Eine knappe Mehrheit aus Junts pel Sí und CUP setzte die Deklaration durch – gegen einen Boykott der Opposition. 70 Abgeordnete stimmten mit ja, zehn mit nein, und zwei enthielten sich. Insgesamt verfügt die Separatisten-Koalition über 72 Abgeordnete im Regionalparlament mit seinen 135 Sitzen. Ob es sich formal um eine Unabhängigkeitserklärung handelt oder nicht, ist unter Juristen umstritten, da sich die kritischsten Formulierungen des Dokuments nicht in der eigentlichen Resolution befinden, sondern in der Begründung. Nach der Bekanntgabe des Stimmenergebnisses sangen die Angeordneten spontan die das alte katalanische Volkslied, Els Segadors (deutsch: ‚Die Schnitter'), das bei Separatisten den Nimbus einer Nationalhymne hat.

_Bereitgestelltes Material:_
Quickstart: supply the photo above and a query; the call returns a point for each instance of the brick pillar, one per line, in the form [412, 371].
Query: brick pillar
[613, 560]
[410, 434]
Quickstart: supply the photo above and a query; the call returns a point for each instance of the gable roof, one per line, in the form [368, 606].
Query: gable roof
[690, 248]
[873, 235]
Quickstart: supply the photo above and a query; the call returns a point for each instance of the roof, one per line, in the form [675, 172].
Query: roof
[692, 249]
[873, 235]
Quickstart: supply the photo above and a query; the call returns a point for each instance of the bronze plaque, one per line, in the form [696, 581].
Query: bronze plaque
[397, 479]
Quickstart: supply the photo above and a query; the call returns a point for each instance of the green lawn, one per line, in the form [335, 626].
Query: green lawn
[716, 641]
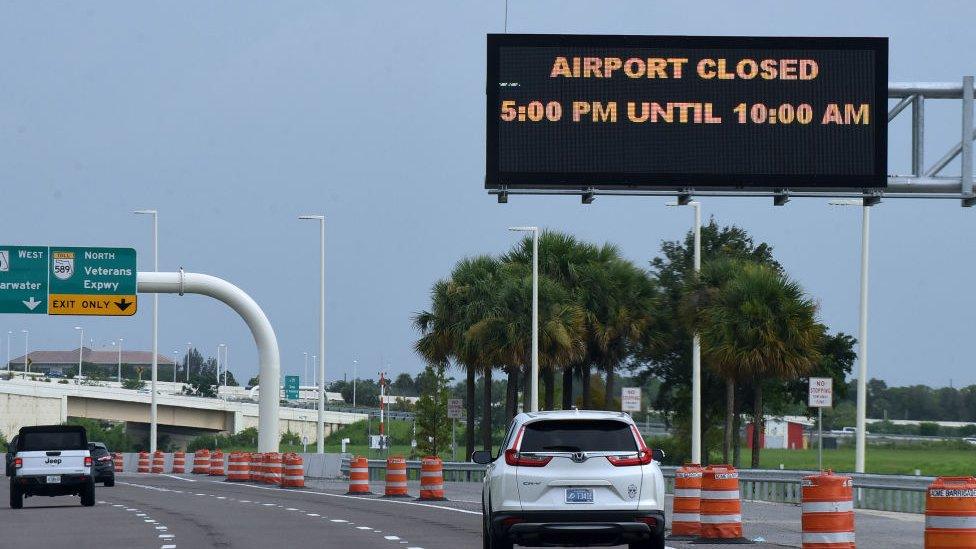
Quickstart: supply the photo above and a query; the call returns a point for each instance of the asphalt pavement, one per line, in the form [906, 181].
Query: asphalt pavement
[189, 511]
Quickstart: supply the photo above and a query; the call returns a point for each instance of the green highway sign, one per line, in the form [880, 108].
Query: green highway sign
[291, 387]
[92, 281]
[23, 279]
[67, 281]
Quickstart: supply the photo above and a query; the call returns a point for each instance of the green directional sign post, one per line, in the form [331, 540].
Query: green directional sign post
[92, 281]
[67, 281]
[291, 387]
[23, 279]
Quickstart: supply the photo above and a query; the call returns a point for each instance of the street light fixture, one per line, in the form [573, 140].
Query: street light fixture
[534, 401]
[320, 426]
[81, 347]
[862, 336]
[695, 346]
[153, 426]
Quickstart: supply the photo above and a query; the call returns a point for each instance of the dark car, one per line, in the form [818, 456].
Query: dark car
[103, 467]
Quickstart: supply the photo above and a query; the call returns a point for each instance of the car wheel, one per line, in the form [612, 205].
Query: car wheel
[16, 497]
[88, 495]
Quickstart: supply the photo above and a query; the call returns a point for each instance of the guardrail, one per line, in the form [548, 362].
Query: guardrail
[900, 493]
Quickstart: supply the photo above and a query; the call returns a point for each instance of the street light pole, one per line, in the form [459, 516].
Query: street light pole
[320, 426]
[26, 349]
[81, 347]
[153, 426]
[695, 348]
[534, 392]
[860, 437]
[120, 360]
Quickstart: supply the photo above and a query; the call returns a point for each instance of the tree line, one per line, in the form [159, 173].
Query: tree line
[601, 314]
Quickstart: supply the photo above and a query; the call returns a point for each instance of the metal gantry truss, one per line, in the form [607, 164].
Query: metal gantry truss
[920, 183]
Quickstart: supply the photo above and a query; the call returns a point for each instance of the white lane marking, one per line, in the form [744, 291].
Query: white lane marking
[178, 478]
[396, 501]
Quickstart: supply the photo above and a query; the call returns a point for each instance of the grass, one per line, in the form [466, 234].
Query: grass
[931, 460]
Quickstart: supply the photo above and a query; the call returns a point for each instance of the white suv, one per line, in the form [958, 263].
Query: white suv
[572, 478]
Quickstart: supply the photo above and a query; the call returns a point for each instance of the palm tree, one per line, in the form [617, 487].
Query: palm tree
[762, 325]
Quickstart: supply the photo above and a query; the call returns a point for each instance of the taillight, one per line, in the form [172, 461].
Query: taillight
[513, 457]
[644, 455]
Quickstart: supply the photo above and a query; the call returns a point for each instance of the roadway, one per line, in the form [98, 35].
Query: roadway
[187, 511]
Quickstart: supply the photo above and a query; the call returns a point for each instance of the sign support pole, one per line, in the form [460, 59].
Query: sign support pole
[264, 337]
[820, 436]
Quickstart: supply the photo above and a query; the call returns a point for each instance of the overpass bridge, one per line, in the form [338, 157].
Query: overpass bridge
[181, 417]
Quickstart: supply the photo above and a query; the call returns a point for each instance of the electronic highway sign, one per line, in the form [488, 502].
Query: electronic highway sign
[673, 112]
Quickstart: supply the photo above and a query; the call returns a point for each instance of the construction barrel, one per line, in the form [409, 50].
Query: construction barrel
[239, 467]
[721, 508]
[257, 467]
[950, 513]
[216, 463]
[294, 471]
[158, 460]
[359, 476]
[143, 462]
[396, 477]
[272, 468]
[686, 520]
[432, 479]
[828, 511]
[201, 462]
[179, 462]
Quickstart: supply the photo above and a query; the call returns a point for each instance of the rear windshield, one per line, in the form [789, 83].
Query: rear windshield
[578, 436]
[63, 440]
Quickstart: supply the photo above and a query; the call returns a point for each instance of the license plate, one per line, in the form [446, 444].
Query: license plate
[579, 495]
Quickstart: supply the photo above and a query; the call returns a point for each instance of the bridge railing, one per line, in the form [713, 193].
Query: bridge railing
[900, 493]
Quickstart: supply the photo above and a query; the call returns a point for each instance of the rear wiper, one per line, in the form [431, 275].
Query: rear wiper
[562, 448]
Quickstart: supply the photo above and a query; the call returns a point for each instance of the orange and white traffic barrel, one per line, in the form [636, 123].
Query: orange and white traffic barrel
[257, 467]
[158, 460]
[201, 462]
[216, 464]
[238, 467]
[721, 508]
[179, 463]
[396, 477]
[272, 468]
[950, 513]
[686, 520]
[828, 511]
[432, 479]
[143, 462]
[359, 476]
[294, 471]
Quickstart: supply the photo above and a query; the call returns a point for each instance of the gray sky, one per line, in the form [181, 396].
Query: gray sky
[232, 118]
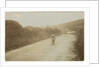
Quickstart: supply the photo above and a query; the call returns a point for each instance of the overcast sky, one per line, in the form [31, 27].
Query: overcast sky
[43, 18]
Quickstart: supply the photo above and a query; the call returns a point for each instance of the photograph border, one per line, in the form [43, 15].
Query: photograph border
[46, 63]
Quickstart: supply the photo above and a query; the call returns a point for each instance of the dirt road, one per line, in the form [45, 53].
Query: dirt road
[63, 50]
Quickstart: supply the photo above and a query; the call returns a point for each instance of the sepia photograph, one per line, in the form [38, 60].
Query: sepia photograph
[44, 36]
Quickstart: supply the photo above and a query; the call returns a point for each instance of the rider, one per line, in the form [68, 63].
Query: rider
[53, 39]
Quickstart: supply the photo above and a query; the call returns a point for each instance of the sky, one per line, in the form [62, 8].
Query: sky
[43, 18]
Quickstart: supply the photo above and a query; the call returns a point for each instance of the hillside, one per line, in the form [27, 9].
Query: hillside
[18, 36]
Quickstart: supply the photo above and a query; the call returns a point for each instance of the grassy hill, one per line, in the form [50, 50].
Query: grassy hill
[18, 36]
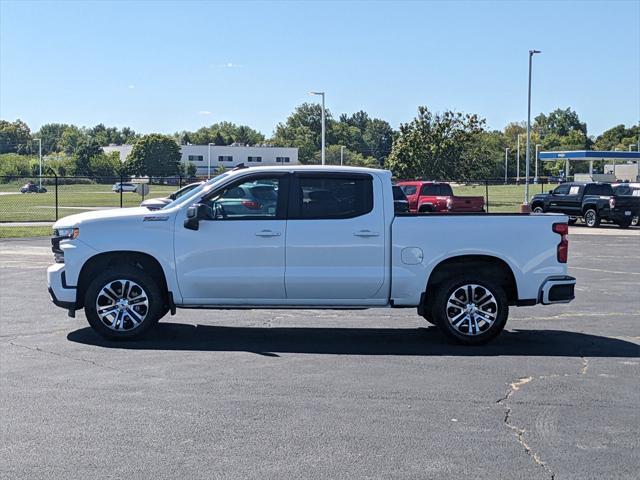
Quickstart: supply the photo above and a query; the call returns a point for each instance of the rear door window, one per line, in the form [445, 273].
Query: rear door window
[445, 190]
[322, 196]
[409, 189]
[430, 189]
[562, 189]
[598, 190]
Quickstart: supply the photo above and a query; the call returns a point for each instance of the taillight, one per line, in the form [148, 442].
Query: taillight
[250, 204]
[562, 229]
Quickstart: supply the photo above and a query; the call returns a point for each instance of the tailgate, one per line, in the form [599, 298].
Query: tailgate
[628, 202]
[467, 204]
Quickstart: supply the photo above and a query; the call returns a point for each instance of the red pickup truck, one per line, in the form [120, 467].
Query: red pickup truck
[437, 197]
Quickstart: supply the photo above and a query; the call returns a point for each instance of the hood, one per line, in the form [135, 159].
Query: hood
[111, 214]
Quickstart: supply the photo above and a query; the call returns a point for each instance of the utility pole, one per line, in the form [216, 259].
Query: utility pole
[209, 160]
[323, 121]
[40, 155]
[518, 162]
[527, 155]
[506, 163]
[535, 178]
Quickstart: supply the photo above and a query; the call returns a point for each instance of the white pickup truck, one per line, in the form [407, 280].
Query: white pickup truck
[306, 237]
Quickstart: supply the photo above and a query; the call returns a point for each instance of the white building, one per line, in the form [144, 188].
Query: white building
[226, 156]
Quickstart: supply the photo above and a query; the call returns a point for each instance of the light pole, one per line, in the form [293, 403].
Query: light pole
[506, 163]
[518, 161]
[535, 178]
[321, 94]
[526, 183]
[209, 159]
[40, 155]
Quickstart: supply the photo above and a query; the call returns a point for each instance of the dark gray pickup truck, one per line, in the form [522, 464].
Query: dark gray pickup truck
[593, 202]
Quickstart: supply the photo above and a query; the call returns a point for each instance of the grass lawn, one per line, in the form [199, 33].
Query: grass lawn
[502, 198]
[19, 232]
[71, 199]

_Aufgaben:_
a: Übersetzen Sie den folgenden Satz aus dem Lesetext ins Englische: „70 Abgeordnete stimmten mit ja, zehn mit nein, und zwei enthielten sich.“
b: Über wie viele Sitze verfügt das Regionalparlament laut dem Lesetext?
c: Geben Sie den Abschnitt des Lesetextes wortgetreu wieder, beginnend mit "Eine knappe Mehrheit" und fortlaufend bis einschließlich "einer Nationalhymne hat.".
Die Auflistung ist eigenständiges Material und gehört nicht zum Lesetext.

_Lösungen:_
a: 70 deputies voted yes, ten voted no, and two abstained.

b: Über 135 Sitze.

c:
Eine knappe Mehrheit aus Junts pel Sí und CUP setzte die Deklaration durch – gegen einen Boykott der Opposition. 70 Abgeordnete stimmten mit ja, zehn mit nein, und zwei enthielten sich. Insgesamt verfügt die Separatisten-Koalition über 72 Abgeordnete im Regionalparlament mit seinen 135 Sitzen. Ob es sich formal um eine Unabhängigkeitserklärung handelt oder nicht, ist unter Juristen umstritten, da sich die kritischsten Formulierungen des Dokuments nicht in der eigentlichen Resolution befinden, sondern in der Begründung. Nach der Bekanntgabe des Stimmenergebnisses sangen die Angeordneten spontan die das alte katalanische Volkslied, Els Segadors (deutsch: ‚Die Schnitter'), das bei Separatisten den Nimbus einer Nationalhymne hat.